→ What the task asks
Reproduce the data from its first line up to and including the line containing "[231,876,387,995]" as a numbered list, leaving out any blank lines.

>> Begin

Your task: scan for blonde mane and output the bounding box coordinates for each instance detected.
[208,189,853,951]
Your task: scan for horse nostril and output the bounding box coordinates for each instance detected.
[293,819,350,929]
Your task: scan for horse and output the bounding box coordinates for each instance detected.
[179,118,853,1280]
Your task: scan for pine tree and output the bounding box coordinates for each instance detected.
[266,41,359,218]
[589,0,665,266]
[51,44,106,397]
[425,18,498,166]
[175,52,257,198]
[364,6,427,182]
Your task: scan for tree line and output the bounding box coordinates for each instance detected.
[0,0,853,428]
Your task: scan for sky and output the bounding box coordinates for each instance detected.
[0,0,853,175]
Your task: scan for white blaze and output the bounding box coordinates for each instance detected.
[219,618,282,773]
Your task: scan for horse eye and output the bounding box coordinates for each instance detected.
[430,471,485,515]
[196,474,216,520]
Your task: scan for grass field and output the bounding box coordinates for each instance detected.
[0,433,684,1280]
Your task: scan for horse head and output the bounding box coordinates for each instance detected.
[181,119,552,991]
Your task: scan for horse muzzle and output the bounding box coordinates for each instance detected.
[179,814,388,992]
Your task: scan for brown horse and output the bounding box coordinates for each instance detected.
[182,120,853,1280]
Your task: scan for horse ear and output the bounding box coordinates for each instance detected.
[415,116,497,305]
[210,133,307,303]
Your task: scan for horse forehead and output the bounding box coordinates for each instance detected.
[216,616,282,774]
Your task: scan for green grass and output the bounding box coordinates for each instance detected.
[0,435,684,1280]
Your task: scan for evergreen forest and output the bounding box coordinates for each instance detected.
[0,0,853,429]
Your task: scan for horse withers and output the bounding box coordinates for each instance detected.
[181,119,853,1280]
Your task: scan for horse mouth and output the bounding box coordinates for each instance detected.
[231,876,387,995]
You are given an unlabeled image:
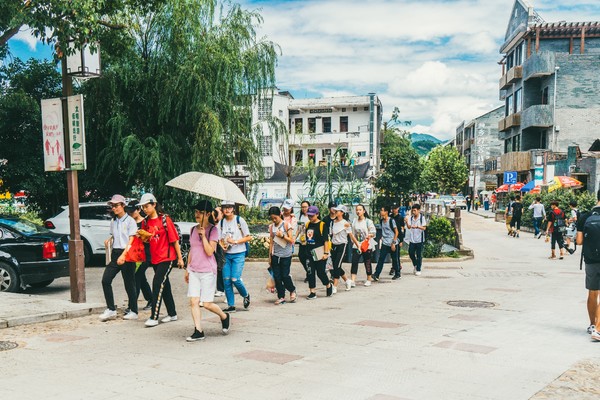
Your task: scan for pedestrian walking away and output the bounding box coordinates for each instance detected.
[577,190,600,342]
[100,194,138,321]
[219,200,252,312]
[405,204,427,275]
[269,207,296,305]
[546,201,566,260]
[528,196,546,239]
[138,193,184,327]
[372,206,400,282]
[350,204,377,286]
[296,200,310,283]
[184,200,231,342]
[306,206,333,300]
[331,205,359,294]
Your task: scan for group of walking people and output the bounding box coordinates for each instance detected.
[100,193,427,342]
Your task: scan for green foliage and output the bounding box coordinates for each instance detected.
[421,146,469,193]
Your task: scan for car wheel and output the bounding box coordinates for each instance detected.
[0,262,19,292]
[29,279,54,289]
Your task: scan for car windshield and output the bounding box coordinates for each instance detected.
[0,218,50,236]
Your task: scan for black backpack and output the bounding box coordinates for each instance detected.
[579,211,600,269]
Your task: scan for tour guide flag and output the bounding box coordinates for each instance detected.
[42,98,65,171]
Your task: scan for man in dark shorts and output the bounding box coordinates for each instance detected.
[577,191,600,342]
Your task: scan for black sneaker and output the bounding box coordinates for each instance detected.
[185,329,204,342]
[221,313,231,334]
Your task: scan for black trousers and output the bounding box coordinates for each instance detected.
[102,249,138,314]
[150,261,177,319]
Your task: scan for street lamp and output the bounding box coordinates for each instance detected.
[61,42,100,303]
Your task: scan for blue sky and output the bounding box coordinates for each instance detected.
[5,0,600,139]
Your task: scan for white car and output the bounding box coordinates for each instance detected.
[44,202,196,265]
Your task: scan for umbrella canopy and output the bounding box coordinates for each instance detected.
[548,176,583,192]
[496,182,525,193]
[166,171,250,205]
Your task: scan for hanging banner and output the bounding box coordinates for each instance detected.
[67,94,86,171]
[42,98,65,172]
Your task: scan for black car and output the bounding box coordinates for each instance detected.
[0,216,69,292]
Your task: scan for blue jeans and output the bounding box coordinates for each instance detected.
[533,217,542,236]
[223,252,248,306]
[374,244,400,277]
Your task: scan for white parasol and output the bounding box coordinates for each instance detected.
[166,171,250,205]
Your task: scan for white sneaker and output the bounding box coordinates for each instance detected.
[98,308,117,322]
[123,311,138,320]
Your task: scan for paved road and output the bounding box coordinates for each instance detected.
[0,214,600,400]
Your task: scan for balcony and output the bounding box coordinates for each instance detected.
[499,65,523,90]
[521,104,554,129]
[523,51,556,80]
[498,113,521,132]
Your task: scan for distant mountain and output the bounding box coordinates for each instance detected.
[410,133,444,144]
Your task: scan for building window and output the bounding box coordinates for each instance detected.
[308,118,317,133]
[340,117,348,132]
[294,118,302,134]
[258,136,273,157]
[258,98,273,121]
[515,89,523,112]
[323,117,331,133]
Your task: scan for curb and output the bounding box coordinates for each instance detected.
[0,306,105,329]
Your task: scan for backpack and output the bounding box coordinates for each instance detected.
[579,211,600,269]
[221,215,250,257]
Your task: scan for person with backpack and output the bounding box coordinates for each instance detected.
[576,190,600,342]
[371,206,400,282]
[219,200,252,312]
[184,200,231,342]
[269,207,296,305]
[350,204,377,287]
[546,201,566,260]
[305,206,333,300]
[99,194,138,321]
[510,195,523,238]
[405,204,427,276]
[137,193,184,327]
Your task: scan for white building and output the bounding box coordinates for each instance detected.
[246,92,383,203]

>> End

→ Response to the task
1. Your task: scan for blonde mane and output the bounding box coordinates for each instance detected.
2. [208,189,853,951]
3. Your task: scan for horse nostril and output the bounding box coordinates for each instance detected.
4. [293,819,350,929]
5. Your task: scan for horse and output the bounding box coordinates for each instance detected.
6. [179,118,853,1280]
7. Your task: scan for pine tree and output the bounding box coordinates for each instance detected.
8. [266,41,359,218]
9. [589,0,665,266]
10. [51,44,106,397]
11. [425,18,498,166]
12. [175,52,257,198]
13. [364,6,427,182]
14. Your task: scan for tree line and output the bounding box coordinates for each instance detected.
15. [0,0,853,428]
16. Your task: scan for sky and output the bounding box coordinates for each instance detected.
17. [0,0,853,175]
18. Your task: scan for white blaze and output the bounding box coordinates for each instance detected.
19. [219,618,282,773]
20. Your task: scan for horse eye and output the bounding box coordinates for each instance detected.
21. [430,471,485,515]
22. [196,474,216,520]
23. Your task: scan for grass field and output the bounding box coordinates for each instance detected.
24. [0,433,684,1280]
25. Your task: scan for horse head and output the bounding box coordinates for each instance detected.
26. [181,119,552,991]
27. Your task: scan for horse muzzle and output the bounding box coordinates for each instance detected.
28. [179,814,388,992]
29. Your task: scan for brown horse and output the bounding box coordinates for each instance detected.
30. [182,120,853,1280]
31. Your task: scan for horse ear and output the bounding box coordinates for each instance detected.
32. [415,116,497,305]
33. [210,133,307,303]
34. Your task: scan for horse forehead and output the bounding box coordinates for each instance detected.
35. [216,616,282,774]
36. Your task: scan for green grass and output the bounding box coordinates for each instance detected.
37. [0,435,684,1280]
38. Your task: scan for evergreen forest and output the bounding box coordinates for each instance detected.
39. [0,0,853,429]
40. Your task: scan for horse withers and output the bounding box coordinates for each instance detected.
41. [181,119,853,1280]
42. Your task: scan for horse mouth and output the bounding box coordinates for each instance detected.
43. [231,876,387,995]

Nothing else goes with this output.